--- start ---

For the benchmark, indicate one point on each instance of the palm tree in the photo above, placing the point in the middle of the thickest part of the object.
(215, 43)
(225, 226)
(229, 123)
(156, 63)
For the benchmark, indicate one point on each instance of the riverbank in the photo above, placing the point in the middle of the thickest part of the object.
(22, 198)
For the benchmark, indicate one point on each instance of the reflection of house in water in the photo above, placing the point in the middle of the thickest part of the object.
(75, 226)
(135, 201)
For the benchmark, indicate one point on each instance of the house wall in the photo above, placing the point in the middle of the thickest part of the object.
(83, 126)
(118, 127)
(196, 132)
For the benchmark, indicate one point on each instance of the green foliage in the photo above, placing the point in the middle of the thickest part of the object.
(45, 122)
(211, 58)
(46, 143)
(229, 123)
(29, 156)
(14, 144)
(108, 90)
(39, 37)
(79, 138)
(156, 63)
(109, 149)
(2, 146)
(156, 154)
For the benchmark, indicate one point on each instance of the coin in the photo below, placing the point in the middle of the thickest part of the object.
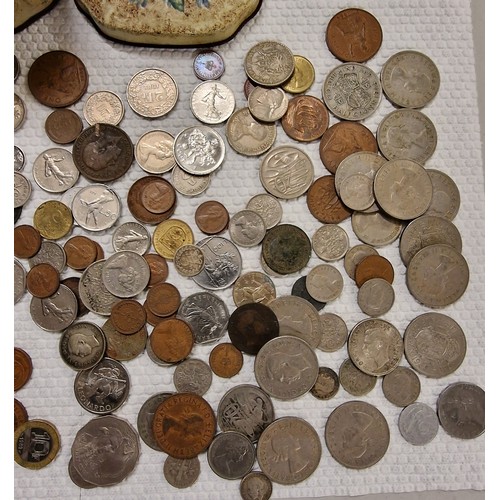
(354, 35)
(58, 79)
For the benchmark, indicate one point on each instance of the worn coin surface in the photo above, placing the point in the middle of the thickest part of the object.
(357, 434)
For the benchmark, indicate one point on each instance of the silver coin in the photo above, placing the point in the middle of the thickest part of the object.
(289, 450)
(125, 274)
(96, 207)
(206, 314)
(154, 152)
(418, 424)
(103, 388)
(131, 236)
(407, 134)
(193, 375)
(286, 367)
(199, 150)
(352, 91)
(410, 79)
(231, 455)
(55, 313)
(212, 102)
(247, 409)
(223, 263)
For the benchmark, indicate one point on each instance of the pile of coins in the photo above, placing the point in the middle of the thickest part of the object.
(387, 196)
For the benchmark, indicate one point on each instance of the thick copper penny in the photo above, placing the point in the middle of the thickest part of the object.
(343, 139)
(226, 360)
(324, 203)
(23, 368)
(172, 340)
(306, 118)
(58, 79)
(373, 266)
(27, 241)
(353, 35)
(42, 280)
(184, 425)
(80, 252)
(63, 126)
(251, 325)
(128, 316)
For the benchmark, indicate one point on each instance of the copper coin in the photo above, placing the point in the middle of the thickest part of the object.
(158, 268)
(128, 316)
(63, 126)
(306, 118)
(251, 325)
(225, 360)
(103, 152)
(42, 280)
(57, 79)
(211, 217)
(343, 139)
(184, 425)
(163, 299)
(27, 241)
(172, 340)
(80, 252)
(23, 368)
(373, 266)
(20, 414)
(324, 203)
(353, 35)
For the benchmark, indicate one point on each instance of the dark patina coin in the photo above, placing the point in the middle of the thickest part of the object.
(286, 249)
(251, 326)
(103, 152)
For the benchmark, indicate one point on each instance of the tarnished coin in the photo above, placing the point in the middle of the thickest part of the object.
(269, 63)
(289, 450)
(461, 410)
(437, 275)
(354, 35)
(103, 106)
(434, 344)
(410, 79)
(152, 93)
(357, 434)
(286, 367)
(352, 91)
(58, 79)
(36, 444)
(418, 424)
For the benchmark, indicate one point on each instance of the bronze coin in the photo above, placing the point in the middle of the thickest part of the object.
(225, 360)
(306, 118)
(23, 368)
(158, 268)
(353, 35)
(184, 425)
(286, 248)
(172, 340)
(211, 217)
(373, 266)
(20, 414)
(80, 252)
(163, 299)
(63, 126)
(324, 203)
(58, 79)
(103, 152)
(27, 241)
(128, 316)
(343, 139)
(42, 280)
(251, 325)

--- end ---

DO THIS: Write the entries above out in full, exactly, with no images.

EXERCISE SOLUTION:
For the benchmark, indicate one point on each instance of the palm tree in the photo above, placing the point in the middle of the thickest part of the object.
(215, 43)
(225, 226)
(229, 123)
(156, 63)
For the benchmark, indicate one point on each instance of the riverbank in the photo above, placing the point in the middle of the thickest part of the object.
(22, 198)
For the benchmark, indicate one point on each instance of the reflection of house in water in the photo above, placing the point in the middle of the thickest part of the object.
(75, 226)
(135, 201)
For the benchmark, indicate one point on each instance of the house wall in the photo above, placing the point in the middle of the thickest part of the object.
(83, 126)
(118, 127)
(196, 132)
For the benchmark, indicate one point on each instance of the green foliage in the photo above, placing the point in the middle of the thickest part of the object.
(45, 122)
(211, 58)
(46, 143)
(229, 123)
(29, 156)
(14, 144)
(108, 90)
(39, 37)
(79, 138)
(156, 63)
(109, 149)
(2, 146)
(156, 154)
For the benchmark, indicate one point on each instance of the coin in the photo below, placing the point in the middle of the thickest part of the object.
(354, 35)
(58, 79)
For the benchmark, indicate one point on each instance of the worn coin surface in the photo above, placing the point in the middle of the thickest part of the object.
(357, 434)
For the benchmark, indicate one point on each instance of the silver coin in the photo above, placing the point in the middle of the thickest part of the object.
(289, 450)
(125, 274)
(96, 207)
(206, 314)
(154, 152)
(418, 424)
(103, 388)
(131, 236)
(407, 134)
(193, 375)
(286, 367)
(199, 150)
(352, 91)
(410, 79)
(231, 455)
(55, 313)
(212, 102)
(247, 409)
(223, 263)
For the benchmark, indicate one point on each instance of the pile of coins in the photo above, placing the point in the middle of the thickest part of the object.
(387, 196)
For the benchmark, indicate one point on each instance of the thick copper penny in the photo above, placing the point in the middle of the thickest part of the object.
(343, 139)
(226, 360)
(324, 203)
(23, 368)
(172, 340)
(306, 118)
(58, 79)
(373, 266)
(27, 241)
(353, 35)
(42, 280)
(184, 425)
(80, 252)
(63, 126)
(251, 325)
(128, 316)
For the benchmark, indicate one point on each instance of the copper coin in the photo above, placing the point in the middle of the thickest part of the object.
(158, 268)
(128, 316)
(63, 126)
(306, 118)
(251, 325)
(225, 360)
(103, 152)
(42, 280)
(57, 79)
(211, 217)
(343, 139)
(184, 425)
(163, 299)
(27, 241)
(172, 340)
(80, 252)
(23, 368)
(373, 266)
(20, 414)
(324, 203)
(353, 35)
For the benchmark, indicate one point on each instance of the dark patina coin in the photo above, placing the point in the middle of the thickest part of the object.
(286, 249)
(251, 326)
(103, 152)
For the benchmark, indicate one point on each instance of the tarnished coin in the photo above, placing the point in the middle of the thickest part of the object.
(269, 63)
(289, 450)
(461, 410)
(437, 275)
(354, 35)
(103, 106)
(434, 344)
(410, 79)
(152, 93)
(357, 434)
(286, 367)
(352, 91)
(58, 79)
(36, 444)
(418, 424)
For the benchmark, indicate one point on each instance of the bronze coin in the photo above, placing the point in the middle of the thickest part of the object.
(225, 360)
(306, 118)
(23, 368)
(158, 268)
(353, 35)
(184, 425)
(286, 248)
(172, 340)
(211, 217)
(373, 266)
(20, 414)
(80, 252)
(163, 299)
(63, 126)
(324, 203)
(58, 79)
(103, 152)
(27, 241)
(128, 316)
(343, 139)
(42, 280)
(251, 325)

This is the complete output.